#### TASK INSTRUCTIONS:
Below are entries; print them exactly from the first line through the one containing "# tag every instance of the dark".

#### DATASET EXCERPTS:

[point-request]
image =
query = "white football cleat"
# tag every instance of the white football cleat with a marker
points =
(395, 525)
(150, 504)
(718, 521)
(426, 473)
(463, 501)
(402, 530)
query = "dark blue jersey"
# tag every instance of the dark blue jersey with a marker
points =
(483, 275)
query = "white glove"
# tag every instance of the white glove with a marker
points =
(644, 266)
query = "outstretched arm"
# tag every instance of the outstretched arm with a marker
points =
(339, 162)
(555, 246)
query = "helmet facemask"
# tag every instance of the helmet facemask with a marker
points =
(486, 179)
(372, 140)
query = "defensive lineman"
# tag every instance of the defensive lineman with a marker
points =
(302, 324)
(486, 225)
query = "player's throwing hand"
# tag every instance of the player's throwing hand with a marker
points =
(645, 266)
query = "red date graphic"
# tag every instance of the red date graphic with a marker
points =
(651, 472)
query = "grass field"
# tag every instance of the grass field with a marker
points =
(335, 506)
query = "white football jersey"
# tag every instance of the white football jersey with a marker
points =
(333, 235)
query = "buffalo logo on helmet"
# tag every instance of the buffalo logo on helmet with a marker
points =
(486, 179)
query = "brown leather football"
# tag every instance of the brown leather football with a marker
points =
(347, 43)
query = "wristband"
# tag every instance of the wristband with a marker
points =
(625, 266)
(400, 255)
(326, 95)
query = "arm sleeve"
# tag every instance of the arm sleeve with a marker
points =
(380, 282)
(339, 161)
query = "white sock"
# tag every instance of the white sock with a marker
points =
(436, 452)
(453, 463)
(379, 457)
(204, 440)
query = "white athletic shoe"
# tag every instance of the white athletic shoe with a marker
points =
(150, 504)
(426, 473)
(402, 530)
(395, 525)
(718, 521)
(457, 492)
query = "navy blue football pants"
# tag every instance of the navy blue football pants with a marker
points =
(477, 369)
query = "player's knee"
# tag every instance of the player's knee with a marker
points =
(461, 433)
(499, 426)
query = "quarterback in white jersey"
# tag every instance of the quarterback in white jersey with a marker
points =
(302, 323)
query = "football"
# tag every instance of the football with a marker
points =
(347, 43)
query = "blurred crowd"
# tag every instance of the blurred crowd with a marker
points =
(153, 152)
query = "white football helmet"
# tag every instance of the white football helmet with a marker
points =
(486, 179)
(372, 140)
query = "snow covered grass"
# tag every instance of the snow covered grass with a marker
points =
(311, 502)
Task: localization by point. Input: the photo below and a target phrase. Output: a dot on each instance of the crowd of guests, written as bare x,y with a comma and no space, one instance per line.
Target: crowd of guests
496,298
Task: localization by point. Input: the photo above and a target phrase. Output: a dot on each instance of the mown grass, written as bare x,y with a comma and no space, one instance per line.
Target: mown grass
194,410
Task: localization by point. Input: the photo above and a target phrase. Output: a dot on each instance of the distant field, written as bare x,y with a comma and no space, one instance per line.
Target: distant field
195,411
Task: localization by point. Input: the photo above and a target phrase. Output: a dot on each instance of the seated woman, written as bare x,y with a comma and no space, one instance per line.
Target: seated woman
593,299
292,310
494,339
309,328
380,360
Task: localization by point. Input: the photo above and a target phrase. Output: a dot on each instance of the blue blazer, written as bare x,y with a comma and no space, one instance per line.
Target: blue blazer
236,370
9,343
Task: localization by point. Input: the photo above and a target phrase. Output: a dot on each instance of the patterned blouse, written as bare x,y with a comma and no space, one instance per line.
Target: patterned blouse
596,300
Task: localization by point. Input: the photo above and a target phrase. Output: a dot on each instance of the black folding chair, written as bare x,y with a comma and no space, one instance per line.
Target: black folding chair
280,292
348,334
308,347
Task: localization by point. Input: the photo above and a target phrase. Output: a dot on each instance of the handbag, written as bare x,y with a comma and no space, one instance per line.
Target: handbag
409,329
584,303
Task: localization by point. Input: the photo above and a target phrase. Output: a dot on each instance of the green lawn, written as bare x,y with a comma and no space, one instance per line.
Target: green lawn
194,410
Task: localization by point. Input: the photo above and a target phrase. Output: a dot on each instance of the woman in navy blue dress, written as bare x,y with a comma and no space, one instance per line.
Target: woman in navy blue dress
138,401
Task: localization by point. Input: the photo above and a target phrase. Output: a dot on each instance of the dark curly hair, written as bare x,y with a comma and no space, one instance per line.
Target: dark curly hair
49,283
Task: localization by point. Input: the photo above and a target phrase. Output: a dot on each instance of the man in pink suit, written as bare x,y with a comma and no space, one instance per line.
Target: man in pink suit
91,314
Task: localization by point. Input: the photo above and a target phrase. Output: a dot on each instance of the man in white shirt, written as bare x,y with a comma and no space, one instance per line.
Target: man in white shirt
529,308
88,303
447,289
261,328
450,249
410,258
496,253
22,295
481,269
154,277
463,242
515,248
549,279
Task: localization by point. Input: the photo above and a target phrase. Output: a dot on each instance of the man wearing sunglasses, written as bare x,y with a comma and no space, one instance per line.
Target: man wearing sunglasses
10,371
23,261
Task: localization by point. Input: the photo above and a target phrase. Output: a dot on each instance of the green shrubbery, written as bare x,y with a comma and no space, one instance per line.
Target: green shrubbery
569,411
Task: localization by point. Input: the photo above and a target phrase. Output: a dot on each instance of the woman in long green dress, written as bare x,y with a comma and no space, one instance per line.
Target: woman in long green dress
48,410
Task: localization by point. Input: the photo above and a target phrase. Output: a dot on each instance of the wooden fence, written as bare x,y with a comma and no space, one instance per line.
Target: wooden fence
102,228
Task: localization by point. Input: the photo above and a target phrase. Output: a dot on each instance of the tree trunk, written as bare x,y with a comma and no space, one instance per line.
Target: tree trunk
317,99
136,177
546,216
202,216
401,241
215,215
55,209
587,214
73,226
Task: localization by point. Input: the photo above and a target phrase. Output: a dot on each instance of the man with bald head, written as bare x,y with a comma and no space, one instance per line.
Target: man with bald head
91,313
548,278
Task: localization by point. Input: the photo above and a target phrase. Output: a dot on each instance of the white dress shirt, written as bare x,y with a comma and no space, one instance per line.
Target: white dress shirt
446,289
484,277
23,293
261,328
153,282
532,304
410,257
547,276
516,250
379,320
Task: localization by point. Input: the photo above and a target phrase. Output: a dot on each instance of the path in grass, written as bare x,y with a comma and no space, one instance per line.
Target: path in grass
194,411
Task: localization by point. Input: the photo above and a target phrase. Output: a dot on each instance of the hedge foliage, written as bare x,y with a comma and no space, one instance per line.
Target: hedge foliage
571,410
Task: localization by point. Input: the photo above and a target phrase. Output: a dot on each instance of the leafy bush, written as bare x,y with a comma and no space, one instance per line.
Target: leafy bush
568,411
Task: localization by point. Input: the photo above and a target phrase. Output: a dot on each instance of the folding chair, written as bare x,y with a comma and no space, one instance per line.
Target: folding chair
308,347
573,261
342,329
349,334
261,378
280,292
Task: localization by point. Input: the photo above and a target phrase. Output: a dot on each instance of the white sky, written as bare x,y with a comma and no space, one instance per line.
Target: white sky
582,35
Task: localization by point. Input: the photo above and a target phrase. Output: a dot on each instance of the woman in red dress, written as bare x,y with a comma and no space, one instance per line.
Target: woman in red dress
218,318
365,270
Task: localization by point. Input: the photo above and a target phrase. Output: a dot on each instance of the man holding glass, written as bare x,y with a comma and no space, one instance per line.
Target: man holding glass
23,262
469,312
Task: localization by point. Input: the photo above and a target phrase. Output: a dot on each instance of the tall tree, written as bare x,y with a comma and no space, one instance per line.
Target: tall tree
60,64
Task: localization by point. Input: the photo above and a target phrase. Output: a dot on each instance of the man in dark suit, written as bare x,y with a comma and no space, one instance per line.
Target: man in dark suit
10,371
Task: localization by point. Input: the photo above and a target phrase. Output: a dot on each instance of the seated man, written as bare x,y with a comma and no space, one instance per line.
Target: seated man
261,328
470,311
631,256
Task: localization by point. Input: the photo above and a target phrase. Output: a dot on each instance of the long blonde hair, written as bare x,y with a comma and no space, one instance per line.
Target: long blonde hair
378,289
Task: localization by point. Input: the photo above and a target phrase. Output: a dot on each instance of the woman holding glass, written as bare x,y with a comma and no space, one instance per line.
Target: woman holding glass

#### OUTPUT OF THE TASK:
[point-request]
image =
query = "white football cleat"
# tag every instance of the white football cleat with a marker
points =
(395, 525)
(150, 504)
(718, 521)
(426, 473)
(463, 501)
(402, 530)
query = "dark blue jersey"
# tag every instance of the dark blue jersey with a marker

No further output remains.